[WORK TO COMPLETE]: Can you print the data exactly and leave out each image?

[DATA TO PROCESS]:
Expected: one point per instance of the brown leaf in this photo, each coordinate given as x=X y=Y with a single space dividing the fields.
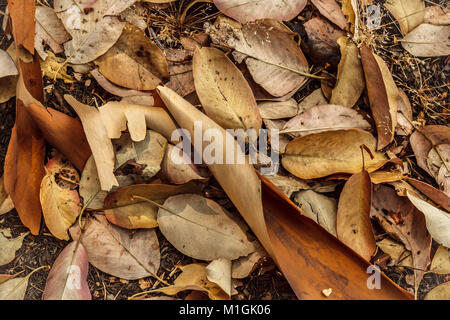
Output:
x=325 y=118
x=331 y=10
x=383 y=95
x=223 y=91
x=321 y=154
x=350 y=76
x=321 y=41
x=353 y=216
x=245 y=11
x=400 y=218
x=278 y=71
x=296 y=239
x=142 y=64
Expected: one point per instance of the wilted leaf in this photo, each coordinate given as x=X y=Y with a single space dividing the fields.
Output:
x=278 y=71
x=325 y=153
x=117 y=252
x=278 y=110
x=245 y=11
x=408 y=13
x=177 y=166
x=399 y=218
x=142 y=63
x=67 y=279
x=353 y=224
x=223 y=91
x=428 y=40
x=438 y=221
x=399 y=255
x=219 y=272
x=193 y=277
x=441 y=261
x=8 y=247
x=60 y=205
x=202 y=229
x=383 y=95
x=8 y=77
x=350 y=76
x=49 y=30
x=437 y=196
x=331 y=10
x=94 y=27
x=318 y=207
x=441 y=292
x=325 y=118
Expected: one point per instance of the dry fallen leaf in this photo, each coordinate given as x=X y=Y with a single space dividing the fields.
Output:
x=441 y=261
x=245 y=11
x=438 y=221
x=278 y=71
x=67 y=279
x=142 y=63
x=8 y=247
x=94 y=27
x=219 y=272
x=223 y=91
x=331 y=10
x=321 y=154
x=193 y=277
x=318 y=207
x=400 y=219
x=383 y=95
x=441 y=292
x=428 y=40
x=60 y=204
x=117 y=252
x=408 y=13
x=325 y=118
x=200 y=228
x=353 y=224
x=350 y=77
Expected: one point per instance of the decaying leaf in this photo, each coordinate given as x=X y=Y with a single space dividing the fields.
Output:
x=441 y=292
x=331 y=10
x=278 y=71
x=219 y=272
x=193 y=277
x=437 y=221
x=318 y=207
x=353 y=224
x=245 y=11
x=200 y=228
x=408 y=13
x=321 y=154
x=399 y=218
x=399 y=255
x=117 y=252
x=177 y=167
x=383 y=95
x=325 y=118
x=8 y=247
x=350 y=76
x=278 y=110
x=428 y=40
x=67 y=279
x=49 y=30
x=441 y=261
x=60 y=204
x=94 y=27
x=142 y=63
x=223 y=91
x=8 y=77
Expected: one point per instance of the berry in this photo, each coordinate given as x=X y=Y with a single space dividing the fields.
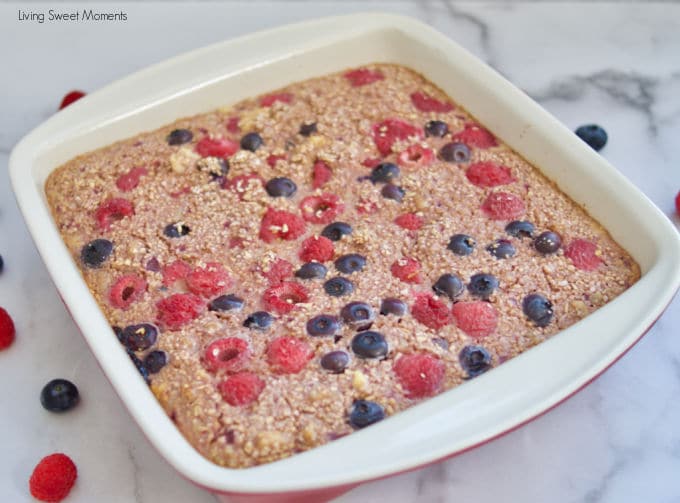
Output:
x=363 y=76
x=477 y=319
x=409 y=221
x=95 y=253
x=126 y=290
x=113 y=210
x=593 y=135
x=476 y=136
x=316 y=248
x=369 y=344
x=426 y=103
x=352 y=262
x=179 y=309
x=389 y=131
x=448 y=285
x=420 y=374
x=288 y=355
x=52 y=478
x=503 y=206
x=365 y=413
x=538 y=309
x=241 y=389
x=59 y=395
x=583 y=254
x=279 y=224
x=321 y=209
x=483 y=285
x=547 y=242
x=430 y=312
x=338 y=286
x=406 y=269
x=311 y=270
x=282 y=298
x=475 y=360
x=179 y=137
x=230 y=354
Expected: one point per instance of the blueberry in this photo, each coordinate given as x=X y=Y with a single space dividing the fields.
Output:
x=260 y=320
x=336 y=231
x=385 y=172
x=311 y=270
x=482 y=285
x=501 y=248
x=593 y=135
x=179 y=136
x=352 y=262
x=338 y=286
x=475 y=360
x=281 y=187
x=335 y=362
x=520 y=229
x=95 y=253
x=547 y=242
x=369 y=344
x=462 y=244
x=229 y=302
x=155 y=361
x=59 y=395
x=140 y=336
x=436 y=128
x=176 y=230
x=365 y=413
x=455 y=152
x=323 y=324
x=449 y=285
x=394 y=306
x=538 y=309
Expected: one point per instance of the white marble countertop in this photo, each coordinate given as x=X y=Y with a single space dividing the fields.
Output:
x=617 y=64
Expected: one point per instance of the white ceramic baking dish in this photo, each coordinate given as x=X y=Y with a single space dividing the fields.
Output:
x=480 y=410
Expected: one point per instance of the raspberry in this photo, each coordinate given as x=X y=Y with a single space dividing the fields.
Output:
x=288 y=355
x=426 y=103
x=229 y=354
x=387 y=132
x=130 y=180
x=420 y=374
x=503 y=206
x=209 y=280
x=321 y=209
x=70 y=98
x=409 y=221
x=407 y=269
x=270 y=99
x=321 y=173
x=7 y=330
x=216 y=147
x=282 y=225
x=126 y=290
x=430 y=312
x=53 y=478
x=475 y=136
x=282 y=298
x=489 y=174
x=477 y=319
x=112 y=210
x=179 y=309
x=363 y=76
x=583 y=254
x=416 y=156
x=316 y=248
x=241 y=389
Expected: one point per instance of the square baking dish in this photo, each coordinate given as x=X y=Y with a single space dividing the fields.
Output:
x=456 y=420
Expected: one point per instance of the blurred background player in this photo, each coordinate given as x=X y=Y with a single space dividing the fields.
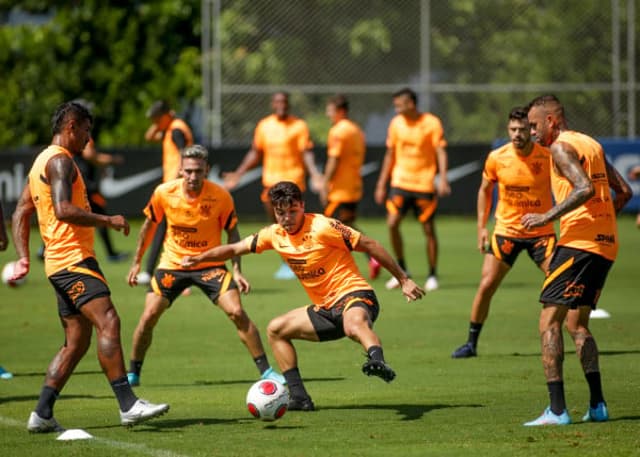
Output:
x=4 y=243
x=416 y=151
x=175 y=135
x=634 y=173
x=196 y=212
x=520 y=168
x=344 y=304
x=581 y=179
x=56 y=191
x=283 y=144
x=342 y=186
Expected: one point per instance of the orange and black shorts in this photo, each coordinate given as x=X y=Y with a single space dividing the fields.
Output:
x=507 y=249
x=575 y=278
x=213 y=281
x=400 y=201
x=77 y=285
x=328 y=322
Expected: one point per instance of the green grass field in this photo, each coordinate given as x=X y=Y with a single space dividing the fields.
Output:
x=436 y=406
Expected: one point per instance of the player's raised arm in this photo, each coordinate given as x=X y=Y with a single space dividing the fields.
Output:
x=218 y=254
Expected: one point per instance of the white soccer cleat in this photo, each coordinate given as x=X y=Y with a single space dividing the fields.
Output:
x=431 y=284
x=143 y=278
x=141 y=411
x=37 y=424
x=393 y=283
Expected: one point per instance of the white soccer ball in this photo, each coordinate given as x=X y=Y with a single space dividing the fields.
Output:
x=7 y=273
x=267 y=400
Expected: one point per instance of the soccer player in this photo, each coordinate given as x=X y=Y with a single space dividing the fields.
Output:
x=175 y=135
x=416 y=150
x=581 y=179
x=56 y=191
x=342 y=186
x=196 y=212
x=520 y=168
x=4 y=243
x=318 y=249
x=283 y=144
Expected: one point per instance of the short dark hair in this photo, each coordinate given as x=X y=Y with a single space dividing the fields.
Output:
x=68 y=111
x=406 y=92
x=550 y=102
x=158 y=108
x=339 y=101
x=285 y=193
x=518 y=113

[RIGHT ANSWER]:
Expected: one point per instance of the brown leaf in this photo, each coordinate given as x=X y=Y with a single space dividing the fields.
Output:
x=325 y=118
x=331 y=10
x=383 y=95
x=223 y=91
x=321 y=154
x=350 y=76
x=321 y=41
x=353 y=216
x=245 y=11
x=400 y=218
x=278 y=71
x=296 y=239
x=142 y=64
Expected: one point per instance of the wilted leaf in this photo, each coordinate given as x=X y=Y with a single space dividing the fields.
Output:
x=278 y=71
x=325 y=153
x=117 y=252
x=278 y=110
x=245 y=11
x=408 y=13
x=177 y=166
x=399 y=218
x=142 y=63
x=67 y=279
x=353 y=224
x=223 y=91
x=428 y=40
x=438 y=221
x=399 y=255
x=219 y=272
x=193 y=277
x=441 y=261
x=8 y=247
x=60 y=205
x=202 y=229
x=383 y=95
x=8 y=77
x=350 y=76
x=49 y=30
x=437 y=196
x=331 y=10
x=94 y=27
x=318 y=207
x=441 y=292
x=325 y=118
Expected: one point per instance of the dry fallen leaf in this photo, each coordinate given as x=X y=Y with a single space dividing the fields.
Output:
x=441 y=261
x=245 y=11
x=438 y=221
x=278 y=71
x=67 y=279
x=142 y=63
x=8 y=247
x=94 y=27
x=219 y=272
x=223 y=91
x=331 y=10
x=321 y=154
x=193 y=277
x=318 y=207
x=400 y=219
x=383 y=95
x=441 y=292
x=428 y=40
x=60 y=204
x=117 y=252
x=408 y=13
x=325 y=118
x=200 y=228
x=353 y=224
x=350 y=77
Expected: one point per instance of the decaying leaf in this photo, each coordinate given as x=X y=Y with a single space dividing the fields.
Output:
x=441 y=292
x=331 y=10
x=278 y=71
x=219 y=272
x=193 y=277
x=437 y=221
x=318 y=207
x=353 y=224
x=245 y=11
x=200 y=228
x=408 y=13
x=321 y=154
x=399 y=218
x=399 y=255
x=117 y=252
x=177 y=167
x=383 y=95
x=325 y=118
x=8 y=247
x=350 y=76
x=278 y=110
x=428 y=40
x=67 y=279
x=49 y=30
x=441 y=261
x=60 y=204
x=94 y=27
x=142 y=63
x=223 y=91
x=8 y=77
Expected: one point per instance of the berry in this photo, each coordinate given as x=X y=Y with a single space dividing the fields.
Output:
x=363 y=76
x=477 y=319
x=409 y=221
x=95 y=253
x=126 y=290
x=113 y=210
x=593 y=135
x=476 y=136
x=316 y=248
x=369 y=344
x=426 y=103
x=352 y=262
x=179 y=309
x=389 y=131
x=448 y=285
x=420 y=374
x=288 y=355
x=52 y=478
x=503 y=206
x=365 y=413
x=538 y=309
x=241 y=389
x=59 y=395
x=583 y=254
x=279 y=224
x=321 y=209
x=483 y=285
x=547 y=242
x=430 y=312
x=338 y=286
x=406 y=269
x=311 y=270
x=282 y=298
x=475 y=360
x=179 y=137
x=230 y=354
Expected: one point per instance of the blueberry in this photo, each coordinate given as x=X y=Y with a single space dividing the fields.
Output:
x=260 y=320
x=336 y=231
x=385 y=172
x=311 y=270
x=482 y=285
x=501 y=248
x=593 y=135
x=179 y=136
x=352 y=262
x=338 y=286
x=475 y=360
x=281 y=187
x=335 y=362
x=520 y=229
x=95 y=253
x=547 y=242
x=369 y=344
x=462 y=244
x=229 y=302
x=155 y=361
x=59 y=395
x=140 y=336
x=436 y=128
x=176 y=230
x=365 y=413
x=455 y=152
x=323 y=324
x=449 y=285
x=394 y=306
x=538 y=309
Expected: one point per instance of the white marble countertop in this photo, each coordinate given as x=X y=Y with a single space dividing the fields.
Output:
x=617 y=64
Expected: one point per instance of the white ceramic baking dish in this photo, each coordinate given as x=X y=Y with a single space dividing the fields.
Output:
x=480 y=410
Expected: one point per instance of the raspberry in this photo, each coordinate given as x=X y=Y with a single space dividing the fields.
Output:
x=288 y=355
x=426 y=103
x=229 y=354
x=387 y=132
x=130 y=180
x=420 y=374
x=503 y=206
x=209 y=280
x=321 y=209
x=70 y=98
x=409 y=221
x=407 y=269
x=270 y=99
x=321 y=173
x=7 y=330
x=216 y=147
x=282 y=225
x=126 y=290
x=430 y=312
x=53 y=478
x=475 y=136
x=282 y=298
x=489 y=174
x=477 y=319
x=112 y=210
x=179 y=309
x=363 y=76
x=583 y=254
x=416 y=156
x=316 y=248
x=241 y=389
Expected: one point per instance of the square baking dish in this photo, each coordinate given as x=X y=Y with a single space dividing the fields.
Output:
x=456 y=420
Expected: one point per instance of the blurred background player in this photo, each coordinate given as x=X y=Y with a single space dividing the fields.
Output:
x=4 y=243
x=416 y=151
x=175 y=135
x=634 y=173
x=196 y=212
x=520 y=168
x=344 y=304
x=581 y=179
x=56 y=191
x=283 y=144
x=342 y=186
Expected: one point per instance of the orange and black shorts in this photo, each coordinate given as x=X y=Y with a single space dividing the fields.
Output:
x=507 y=249
x=575 y=278
x=213 y=281
x=400 y=201
x=77 y=285
x=328 y=322
Expected: one point per instance of the green grass field in this photo, each coordinate given as x=X y=Y with a single space dividing the fields.
Output:
x=436 y=406
Expected: one point per instance of the player's raised arm in this photo, each coordinate given as x=X y=Y with a single space dividing the fields.
Output:
x=218 y=254
Expected: one point per instance of the white soccer cleat in this photo, each coordinate given as x=X y=Y with a single space dividing the fields.
Output:
x=431 y=284
x=143 y=278
x=141 y=411
x=37 y=424
x=393 y=283
Expected: one point per instance of the white soccer ball in this photo, each coordinate given as x=X y=Y with a single space dividing the fields.
Output:
x=7 y=273
x=267 y=400
Expected: one point per instance of the soccer player in this photo, each coordinate given as x=X y=Y with a single space dividing the fields.
Output:
x=175 y=135
x=416 y=150
x=581 y=179
x=56 y=191
x=342 y=186
x=196 y=212
x=520 y=168
x=4 y=243
x=318 y=249
x=283 y=144
Expected: one point per instance of the short dark hair in this photo, each coordinate given as x=X y=Y with a single space dividing the fields.
Output:
x=68 y=111
x=406 y=92
x=550 y=102
x=158 y=108
x=339 y=101
x=285 y=193
x=518 y=113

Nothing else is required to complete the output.